Convert the part of the material that opens with the line containing "Find the chick leg;" and closes with the line containing "M54 102L56 104L63" into a numbered list, one line per item, leaving out blank lines.

* BEGIN LISTED ENTRIES *

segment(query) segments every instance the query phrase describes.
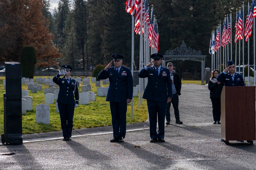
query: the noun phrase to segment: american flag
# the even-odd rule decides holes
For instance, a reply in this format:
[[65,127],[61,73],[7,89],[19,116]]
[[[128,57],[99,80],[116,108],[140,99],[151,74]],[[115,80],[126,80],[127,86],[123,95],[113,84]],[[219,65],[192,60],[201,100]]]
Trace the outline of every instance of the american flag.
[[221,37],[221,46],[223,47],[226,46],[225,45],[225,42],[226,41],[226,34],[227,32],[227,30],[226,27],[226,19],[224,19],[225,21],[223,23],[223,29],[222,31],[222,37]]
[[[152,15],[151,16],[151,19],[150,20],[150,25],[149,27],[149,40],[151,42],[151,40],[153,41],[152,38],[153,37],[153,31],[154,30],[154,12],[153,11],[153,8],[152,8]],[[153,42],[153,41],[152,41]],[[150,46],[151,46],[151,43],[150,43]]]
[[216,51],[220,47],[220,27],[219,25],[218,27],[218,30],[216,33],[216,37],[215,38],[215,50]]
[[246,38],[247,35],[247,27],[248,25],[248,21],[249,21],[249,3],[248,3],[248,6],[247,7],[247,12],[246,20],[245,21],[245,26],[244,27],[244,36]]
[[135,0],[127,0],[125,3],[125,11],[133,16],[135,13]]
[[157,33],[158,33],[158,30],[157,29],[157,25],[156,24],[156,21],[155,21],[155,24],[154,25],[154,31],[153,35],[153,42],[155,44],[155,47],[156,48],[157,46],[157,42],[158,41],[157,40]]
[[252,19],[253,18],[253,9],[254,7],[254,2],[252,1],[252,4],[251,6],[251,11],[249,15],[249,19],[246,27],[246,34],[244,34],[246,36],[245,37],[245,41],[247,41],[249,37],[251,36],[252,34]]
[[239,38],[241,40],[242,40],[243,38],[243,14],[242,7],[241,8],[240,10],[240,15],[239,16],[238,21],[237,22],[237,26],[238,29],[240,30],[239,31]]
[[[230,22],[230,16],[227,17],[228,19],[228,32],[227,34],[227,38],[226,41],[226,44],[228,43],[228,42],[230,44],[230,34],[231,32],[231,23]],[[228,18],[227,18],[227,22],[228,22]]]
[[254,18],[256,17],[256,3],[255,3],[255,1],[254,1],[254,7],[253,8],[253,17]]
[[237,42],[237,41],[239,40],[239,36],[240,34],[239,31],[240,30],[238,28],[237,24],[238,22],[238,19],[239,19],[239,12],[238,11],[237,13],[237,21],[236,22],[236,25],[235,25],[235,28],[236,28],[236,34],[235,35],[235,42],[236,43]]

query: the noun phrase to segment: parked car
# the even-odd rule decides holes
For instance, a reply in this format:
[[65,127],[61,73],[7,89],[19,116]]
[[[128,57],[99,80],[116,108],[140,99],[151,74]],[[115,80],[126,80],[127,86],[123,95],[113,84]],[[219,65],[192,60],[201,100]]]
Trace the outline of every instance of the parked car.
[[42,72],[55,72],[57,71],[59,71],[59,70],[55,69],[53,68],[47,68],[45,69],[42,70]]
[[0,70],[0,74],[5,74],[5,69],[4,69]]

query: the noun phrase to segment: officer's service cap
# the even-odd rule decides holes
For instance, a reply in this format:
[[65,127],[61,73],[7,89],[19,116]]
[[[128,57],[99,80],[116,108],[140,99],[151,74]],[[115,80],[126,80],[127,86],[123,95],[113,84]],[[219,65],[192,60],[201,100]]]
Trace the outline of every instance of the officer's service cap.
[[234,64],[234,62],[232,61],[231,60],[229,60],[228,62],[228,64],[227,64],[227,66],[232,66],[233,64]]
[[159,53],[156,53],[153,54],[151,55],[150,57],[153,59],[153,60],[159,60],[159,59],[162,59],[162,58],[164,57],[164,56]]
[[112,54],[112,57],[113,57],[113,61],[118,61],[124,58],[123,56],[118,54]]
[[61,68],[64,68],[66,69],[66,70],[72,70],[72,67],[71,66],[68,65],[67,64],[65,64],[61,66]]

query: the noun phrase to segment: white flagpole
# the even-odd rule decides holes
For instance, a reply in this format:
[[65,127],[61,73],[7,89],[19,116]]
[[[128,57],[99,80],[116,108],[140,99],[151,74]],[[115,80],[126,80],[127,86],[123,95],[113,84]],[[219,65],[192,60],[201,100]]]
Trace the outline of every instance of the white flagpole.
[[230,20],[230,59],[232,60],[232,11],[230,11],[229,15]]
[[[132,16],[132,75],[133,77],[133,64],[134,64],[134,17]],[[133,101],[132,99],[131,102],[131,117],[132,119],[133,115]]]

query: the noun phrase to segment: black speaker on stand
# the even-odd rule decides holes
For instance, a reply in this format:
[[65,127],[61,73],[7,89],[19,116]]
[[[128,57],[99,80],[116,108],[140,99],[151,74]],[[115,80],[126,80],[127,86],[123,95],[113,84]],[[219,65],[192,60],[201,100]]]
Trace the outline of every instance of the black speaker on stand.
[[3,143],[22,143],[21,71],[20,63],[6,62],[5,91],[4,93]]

* END LISTED ENTRIES *
* BEGIN LISTED ENTRIES *

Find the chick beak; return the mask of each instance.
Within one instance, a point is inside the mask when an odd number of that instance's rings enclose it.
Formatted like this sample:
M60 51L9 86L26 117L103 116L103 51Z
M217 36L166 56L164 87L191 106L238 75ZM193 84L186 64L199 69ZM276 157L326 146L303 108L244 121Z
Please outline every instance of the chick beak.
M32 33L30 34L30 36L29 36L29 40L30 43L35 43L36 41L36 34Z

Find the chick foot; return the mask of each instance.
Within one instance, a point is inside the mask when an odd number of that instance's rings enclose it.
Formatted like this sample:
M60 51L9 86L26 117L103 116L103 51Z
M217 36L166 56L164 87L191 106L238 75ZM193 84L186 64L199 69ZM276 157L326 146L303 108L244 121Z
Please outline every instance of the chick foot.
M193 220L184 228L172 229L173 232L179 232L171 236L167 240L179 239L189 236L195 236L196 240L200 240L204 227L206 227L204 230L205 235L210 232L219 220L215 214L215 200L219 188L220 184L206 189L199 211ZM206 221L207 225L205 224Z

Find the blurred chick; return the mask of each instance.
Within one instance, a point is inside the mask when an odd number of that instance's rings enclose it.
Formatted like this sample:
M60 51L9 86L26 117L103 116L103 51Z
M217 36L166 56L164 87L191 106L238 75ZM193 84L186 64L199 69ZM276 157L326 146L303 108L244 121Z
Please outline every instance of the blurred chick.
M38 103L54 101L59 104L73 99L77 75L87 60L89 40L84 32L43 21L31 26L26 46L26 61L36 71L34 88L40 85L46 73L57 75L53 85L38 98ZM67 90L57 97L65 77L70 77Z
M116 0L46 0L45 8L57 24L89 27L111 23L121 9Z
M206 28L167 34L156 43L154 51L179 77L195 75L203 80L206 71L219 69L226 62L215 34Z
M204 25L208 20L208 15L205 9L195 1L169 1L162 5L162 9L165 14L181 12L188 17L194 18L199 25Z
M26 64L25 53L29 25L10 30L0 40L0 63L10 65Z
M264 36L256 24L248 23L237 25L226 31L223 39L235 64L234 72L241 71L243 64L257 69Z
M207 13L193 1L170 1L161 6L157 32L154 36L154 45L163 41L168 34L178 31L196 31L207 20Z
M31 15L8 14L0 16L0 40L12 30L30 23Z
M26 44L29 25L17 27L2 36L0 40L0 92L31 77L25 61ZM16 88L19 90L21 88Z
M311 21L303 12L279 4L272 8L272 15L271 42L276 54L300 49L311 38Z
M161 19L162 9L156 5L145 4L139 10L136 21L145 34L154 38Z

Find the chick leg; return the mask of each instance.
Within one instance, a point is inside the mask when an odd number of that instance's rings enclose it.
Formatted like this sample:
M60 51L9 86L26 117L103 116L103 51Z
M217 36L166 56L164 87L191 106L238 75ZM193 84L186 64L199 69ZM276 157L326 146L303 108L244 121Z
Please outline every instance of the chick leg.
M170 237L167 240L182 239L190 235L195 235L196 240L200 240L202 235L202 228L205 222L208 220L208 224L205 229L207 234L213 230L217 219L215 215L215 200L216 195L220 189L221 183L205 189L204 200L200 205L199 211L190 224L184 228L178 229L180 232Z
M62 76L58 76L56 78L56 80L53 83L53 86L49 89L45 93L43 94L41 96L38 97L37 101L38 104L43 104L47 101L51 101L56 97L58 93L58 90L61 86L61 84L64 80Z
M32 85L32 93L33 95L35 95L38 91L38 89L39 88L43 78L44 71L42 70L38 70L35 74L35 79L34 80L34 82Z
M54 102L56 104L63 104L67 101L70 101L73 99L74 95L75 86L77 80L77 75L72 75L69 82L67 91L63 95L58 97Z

* END LISTED ENTRIES *

■ **THE SOLUTION**:
1. Find the chick leg; return the mask of each instance.
2. Within one instance, a point is inside the mask when an odd number of that instance's rings enclose it.
3. Formatted like this sample:
4. M60 51L9 86L26 117L103 116L103 51Z
5. M217 36L166 56L164 87L191 106L238 75ZM193 84L186 64L199 69ZM276 157L326 146L303 108L244 121Z
6. Please outline every instance of the chick leg.
7. M170 237L167 240L182 239L190 235L195 235L196 240L200 240L202 235L202 228L205 222L208 220L208 224L205 229L207 234L213 230L217 219L215 215L215 200L216 195L220 189L221 183L205 189L204 200L200 205L199 211L190 224L184 228L178 229L180 232Z
8. M62 76L58 76L56 78L56 80L53 83L53 86L49 89L45 93L43 94L41 96L38 97L37 101L38 104L43 104L47 101L51 101L56 97L58 93L58 90L61 86L61 84L64 80Z
9. M32 85L32 93L33 95L35 95L38 91L38 89L39 88L43 78L44 71L42 70L38 70L35 74L35 79L34 80L34 82Z
10. M54 102L56 104L63 104L67 101L70 101L73 99L74 95L75 86L77 80L77 75L72 75L69 82L67 91L63 95L58 97Z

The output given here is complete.